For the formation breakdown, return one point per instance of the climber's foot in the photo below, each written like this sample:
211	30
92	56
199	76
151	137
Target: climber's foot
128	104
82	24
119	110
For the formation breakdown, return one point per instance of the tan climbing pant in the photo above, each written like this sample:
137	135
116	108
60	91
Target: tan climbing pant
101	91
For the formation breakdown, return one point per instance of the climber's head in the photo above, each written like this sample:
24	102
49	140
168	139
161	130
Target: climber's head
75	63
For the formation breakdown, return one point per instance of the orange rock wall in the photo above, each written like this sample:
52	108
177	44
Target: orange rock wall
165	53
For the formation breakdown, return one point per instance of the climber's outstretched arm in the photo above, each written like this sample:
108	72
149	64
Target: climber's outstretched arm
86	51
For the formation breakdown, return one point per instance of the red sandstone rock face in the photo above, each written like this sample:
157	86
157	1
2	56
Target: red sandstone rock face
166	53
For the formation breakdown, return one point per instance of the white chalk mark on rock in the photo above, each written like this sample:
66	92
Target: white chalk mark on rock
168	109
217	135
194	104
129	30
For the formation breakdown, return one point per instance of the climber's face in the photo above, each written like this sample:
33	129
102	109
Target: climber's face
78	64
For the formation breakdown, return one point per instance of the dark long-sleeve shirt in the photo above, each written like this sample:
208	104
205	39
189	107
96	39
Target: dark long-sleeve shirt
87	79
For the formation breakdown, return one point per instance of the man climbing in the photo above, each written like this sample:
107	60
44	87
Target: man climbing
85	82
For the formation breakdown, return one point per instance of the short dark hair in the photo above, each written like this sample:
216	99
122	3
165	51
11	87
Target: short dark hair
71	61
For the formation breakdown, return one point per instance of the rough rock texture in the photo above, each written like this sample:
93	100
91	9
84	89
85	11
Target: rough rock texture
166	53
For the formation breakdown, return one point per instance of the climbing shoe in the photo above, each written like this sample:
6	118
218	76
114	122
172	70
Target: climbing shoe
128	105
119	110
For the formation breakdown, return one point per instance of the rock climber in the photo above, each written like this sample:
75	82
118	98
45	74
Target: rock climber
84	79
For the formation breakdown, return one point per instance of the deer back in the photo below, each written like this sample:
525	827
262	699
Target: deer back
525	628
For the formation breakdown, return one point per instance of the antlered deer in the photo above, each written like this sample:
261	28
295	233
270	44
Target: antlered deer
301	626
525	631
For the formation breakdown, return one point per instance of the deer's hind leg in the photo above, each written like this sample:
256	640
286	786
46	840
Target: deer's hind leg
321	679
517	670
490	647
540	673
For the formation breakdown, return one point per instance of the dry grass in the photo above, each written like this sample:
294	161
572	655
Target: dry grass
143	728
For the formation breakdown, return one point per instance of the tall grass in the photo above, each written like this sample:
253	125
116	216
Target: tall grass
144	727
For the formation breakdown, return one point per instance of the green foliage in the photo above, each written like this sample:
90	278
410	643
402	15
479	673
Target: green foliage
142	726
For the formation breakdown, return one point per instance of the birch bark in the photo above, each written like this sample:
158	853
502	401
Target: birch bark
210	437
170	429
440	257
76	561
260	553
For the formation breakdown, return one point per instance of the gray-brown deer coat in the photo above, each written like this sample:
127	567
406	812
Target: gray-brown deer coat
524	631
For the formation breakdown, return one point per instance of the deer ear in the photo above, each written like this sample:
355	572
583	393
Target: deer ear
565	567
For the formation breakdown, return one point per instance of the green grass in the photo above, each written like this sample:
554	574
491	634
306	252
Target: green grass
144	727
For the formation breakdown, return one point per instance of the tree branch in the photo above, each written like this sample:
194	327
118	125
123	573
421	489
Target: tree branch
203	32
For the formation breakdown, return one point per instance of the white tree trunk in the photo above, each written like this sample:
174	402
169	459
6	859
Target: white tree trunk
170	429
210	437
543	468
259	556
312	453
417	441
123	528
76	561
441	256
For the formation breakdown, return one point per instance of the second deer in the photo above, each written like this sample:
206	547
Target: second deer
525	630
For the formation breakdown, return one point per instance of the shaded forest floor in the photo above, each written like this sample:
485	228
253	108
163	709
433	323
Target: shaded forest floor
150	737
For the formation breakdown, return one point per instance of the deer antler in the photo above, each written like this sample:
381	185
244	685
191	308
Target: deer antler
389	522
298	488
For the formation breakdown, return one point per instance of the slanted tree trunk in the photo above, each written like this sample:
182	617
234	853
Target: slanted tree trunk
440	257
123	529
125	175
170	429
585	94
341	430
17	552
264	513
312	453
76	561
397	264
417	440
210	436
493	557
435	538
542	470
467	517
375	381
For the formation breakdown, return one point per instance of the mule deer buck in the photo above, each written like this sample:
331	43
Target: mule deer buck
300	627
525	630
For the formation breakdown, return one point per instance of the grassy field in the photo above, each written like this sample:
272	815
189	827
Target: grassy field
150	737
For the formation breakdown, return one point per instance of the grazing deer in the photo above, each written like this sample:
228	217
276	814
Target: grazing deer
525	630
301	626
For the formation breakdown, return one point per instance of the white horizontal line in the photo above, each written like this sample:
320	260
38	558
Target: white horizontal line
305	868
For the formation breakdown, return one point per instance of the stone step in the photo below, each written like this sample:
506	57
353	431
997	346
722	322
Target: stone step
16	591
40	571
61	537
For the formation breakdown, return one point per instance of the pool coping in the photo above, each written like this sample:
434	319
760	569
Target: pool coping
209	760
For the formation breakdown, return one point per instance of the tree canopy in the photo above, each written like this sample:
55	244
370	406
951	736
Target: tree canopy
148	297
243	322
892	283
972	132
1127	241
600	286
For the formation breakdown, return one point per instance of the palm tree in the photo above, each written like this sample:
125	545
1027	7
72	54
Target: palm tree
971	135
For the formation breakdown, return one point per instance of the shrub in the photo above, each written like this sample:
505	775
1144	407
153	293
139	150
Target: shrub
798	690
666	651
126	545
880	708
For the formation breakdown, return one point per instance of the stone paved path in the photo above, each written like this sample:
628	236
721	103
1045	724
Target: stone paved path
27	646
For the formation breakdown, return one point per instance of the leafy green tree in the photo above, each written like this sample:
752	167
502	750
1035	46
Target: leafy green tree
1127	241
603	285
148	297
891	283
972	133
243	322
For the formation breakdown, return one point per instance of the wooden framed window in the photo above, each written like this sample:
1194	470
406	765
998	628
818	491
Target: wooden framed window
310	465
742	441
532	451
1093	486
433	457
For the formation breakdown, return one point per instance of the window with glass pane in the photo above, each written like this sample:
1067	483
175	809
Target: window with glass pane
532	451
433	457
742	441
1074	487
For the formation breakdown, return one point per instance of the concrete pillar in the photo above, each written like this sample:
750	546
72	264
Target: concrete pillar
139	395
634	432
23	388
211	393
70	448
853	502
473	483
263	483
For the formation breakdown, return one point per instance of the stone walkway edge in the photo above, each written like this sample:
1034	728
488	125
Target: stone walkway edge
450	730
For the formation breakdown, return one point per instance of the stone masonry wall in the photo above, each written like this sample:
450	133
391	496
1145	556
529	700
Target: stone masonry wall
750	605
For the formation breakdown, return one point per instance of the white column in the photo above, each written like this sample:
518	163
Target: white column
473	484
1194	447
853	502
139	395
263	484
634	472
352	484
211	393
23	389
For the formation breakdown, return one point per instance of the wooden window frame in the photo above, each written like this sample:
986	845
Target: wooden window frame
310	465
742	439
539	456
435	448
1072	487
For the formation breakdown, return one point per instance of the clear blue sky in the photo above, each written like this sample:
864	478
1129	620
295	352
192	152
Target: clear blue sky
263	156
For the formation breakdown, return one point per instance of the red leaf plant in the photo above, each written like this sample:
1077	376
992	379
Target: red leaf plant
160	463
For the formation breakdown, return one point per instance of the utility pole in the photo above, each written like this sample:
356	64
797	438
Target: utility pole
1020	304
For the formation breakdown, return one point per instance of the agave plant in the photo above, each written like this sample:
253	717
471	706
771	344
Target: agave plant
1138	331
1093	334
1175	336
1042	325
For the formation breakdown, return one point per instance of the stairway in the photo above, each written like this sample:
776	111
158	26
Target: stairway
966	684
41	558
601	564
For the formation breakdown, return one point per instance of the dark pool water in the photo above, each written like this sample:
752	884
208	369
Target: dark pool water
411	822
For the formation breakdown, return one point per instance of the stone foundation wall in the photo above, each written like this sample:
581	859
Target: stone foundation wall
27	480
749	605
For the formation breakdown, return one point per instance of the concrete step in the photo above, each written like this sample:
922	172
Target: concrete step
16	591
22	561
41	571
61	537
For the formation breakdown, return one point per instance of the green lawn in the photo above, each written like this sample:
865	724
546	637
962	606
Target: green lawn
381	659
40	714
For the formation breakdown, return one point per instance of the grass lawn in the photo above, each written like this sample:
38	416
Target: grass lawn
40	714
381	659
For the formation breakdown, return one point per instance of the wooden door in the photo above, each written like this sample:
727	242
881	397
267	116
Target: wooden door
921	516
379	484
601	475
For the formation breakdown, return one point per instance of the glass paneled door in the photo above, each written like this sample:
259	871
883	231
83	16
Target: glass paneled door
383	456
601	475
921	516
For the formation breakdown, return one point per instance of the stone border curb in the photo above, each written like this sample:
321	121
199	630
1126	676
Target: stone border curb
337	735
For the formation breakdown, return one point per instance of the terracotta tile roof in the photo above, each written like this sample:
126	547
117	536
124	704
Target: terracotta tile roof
━━━━━━━━━━━━━━━━
Directive: Lay out as a numbered list every line of the material from the line containing "the wooden door" through the end of the material, omitting blank lines.

Result of the exercise:
1. For the formation breakdown, return one point per instance of the wooden door in the photo above, each written like this sample:
2. 727	242
3. 881	397
4. 267	116
5. Target: wooden door
6. 921	516
7. 379	484
8. 601	475
9. For the formation breakdown, return one point per instance of the glass paneled door in the photo above, each written like this sample:
10. 259	871
11. 883	231
12. 83	16
13. Target: glass paneled door
14. 383	456
15. 601	475
16. 921	516
17. For the formation breakdown, return one point per instance of the stone border curb in the photo above, each written like this sample:
18. 321	121
19. 199	630
20. 1126	676
21. Target: stone border curb
22. 337	735
23. For the formation breakdown, return one point per instance of the terracotta tile roof in the photo above, each written like this sample:
24. 126	547
25. 117	536
26. 124	704
27. Target: terracotta tile roof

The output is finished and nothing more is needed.